# [Contour labeling entries]

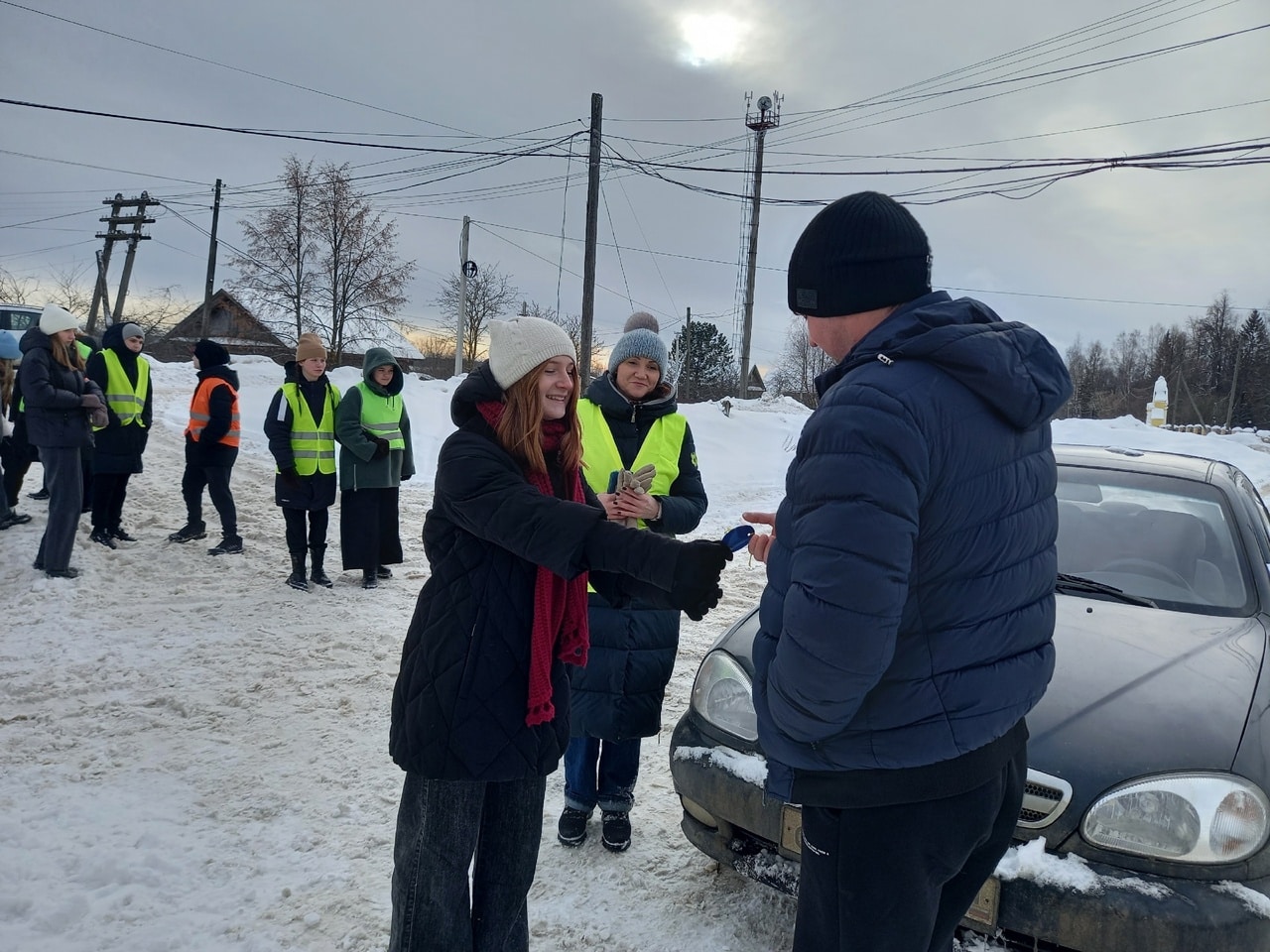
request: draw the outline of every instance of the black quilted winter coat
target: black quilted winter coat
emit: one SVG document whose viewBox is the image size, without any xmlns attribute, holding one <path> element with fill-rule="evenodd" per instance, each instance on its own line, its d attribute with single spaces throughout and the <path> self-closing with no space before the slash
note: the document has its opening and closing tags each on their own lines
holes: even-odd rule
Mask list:
<svg viewBox="0 0 1270 952">
<path fill-rule="evenodd" d="M 591 505 L 540 493 L 476 410 L 499 399 L 488 364 L 455 392 L 458 430 L 441 448 L 423 524 L 432 574 L 392 691 L 392 759 L 433 779 L 513 781 L 559 765 L 569 743 L 563 663 L 551 664 L 555 717 L 525 724 L 538 565 L 565 579 L 591 570 L 597 590 L 617 603 L 664 598 L 681 546 L 608 522 L 589 490 Z M 559 472 L 552 476 L 563 495 Z"/>
</svg>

# [WHAT THE EXERCISE ASKS]
Rescale all the entries above by 1.7, giving every line again with the requests included and leaving the pictures out. Multiply each viewBox number and path coordinate in the SVG answers by 1.7 and round to whole numbers, with halves going up.

# [WRITTEN ANSWER]
request: draw the outline of every instance of the black quilted winter coat
target: black quilted winter coat
emit: one SVG document whose viewBox is the image size, without any xmlns attribute, holding one <path> element with fill-rule="evenodd" per instance, each instance on its own line, its d attribute with single spaces throughout and the <path> self-closing with no space before the slash
note: the document has its opening and closing tags each on their own lines
holes: even-odd rule
Mask list:
<svg viewBox="0 0 2159 1618">
<path fill-rule="evenodd" d="M 1005 859 L 918 838 L 809 697 L 848 678 L 830 619 L 774 666 L 779 731 L 750 762 L 719 891 L 734 976 L 666 1175 L 666 1290 L 736 1324 L 872 1328 L 950 1301 L 967 1263 L 957 1127 L 937 1129 L 944 1219 L 893 1231 L 915 961 L 961 984 L 1005 969 L 1015 1003 L 1049 1025 L 1129 1017 L 1158 928 L 1034 887 L 1001 833 Z M 950 802 L 938 809 L 957 842 Z"/>
</svg>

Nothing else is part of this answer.